» Do this
Only the lines from the one containing "point_to SHOULD place one pin on every instance of the grassy" through the end of the entries should be repeated, exactly as they appear, first and last included.
-- Begin --
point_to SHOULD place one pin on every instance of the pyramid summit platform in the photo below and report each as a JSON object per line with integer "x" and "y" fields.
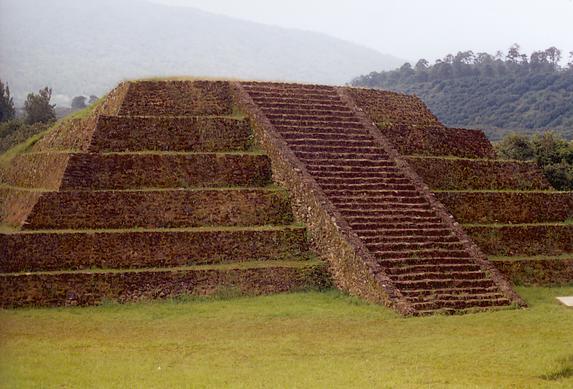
{"x": 169, "y": 188}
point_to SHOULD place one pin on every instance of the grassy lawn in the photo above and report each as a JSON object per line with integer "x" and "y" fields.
{"x": 292, "y": 340}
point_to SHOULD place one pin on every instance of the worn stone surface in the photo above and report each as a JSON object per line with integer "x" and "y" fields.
{"x": 480, "y": 174}
{"x": 508, "y": 207}
{"x": 368, "y": 213}
{"x": 159, "y": 209}
{"x": 88, "y": 288}
{"x": 136, "y": 133}
{"x": 94, "y": 171}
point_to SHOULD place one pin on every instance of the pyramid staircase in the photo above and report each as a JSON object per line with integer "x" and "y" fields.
-- End --
» Written reply
point_to SHOULD place one pin on every instance of the grassy lawn in the photo above and report each as a JSON object per line with integer "x" and "y" fields.
{"x": 292, "y": 340}
point_to SHOULD place one pin on every instance of the worn stone surface in the photo above and report each as a JSON object per line with integer "x" and "y" fields.
{"x": 480, "y": 174}
{"x": 508, "y": 207}
{"x": 368, "y": 213}
{"x": 159, "y": 209}
{"x": 88, "y": 288}
{"x": 136, "y": 133}
{"x": 94, "y": 171}
point_to SHOULD place one pin on every instance of the pyramid staircase in the photo above and report each as a JSON object per line with integer "x" and "y" fields.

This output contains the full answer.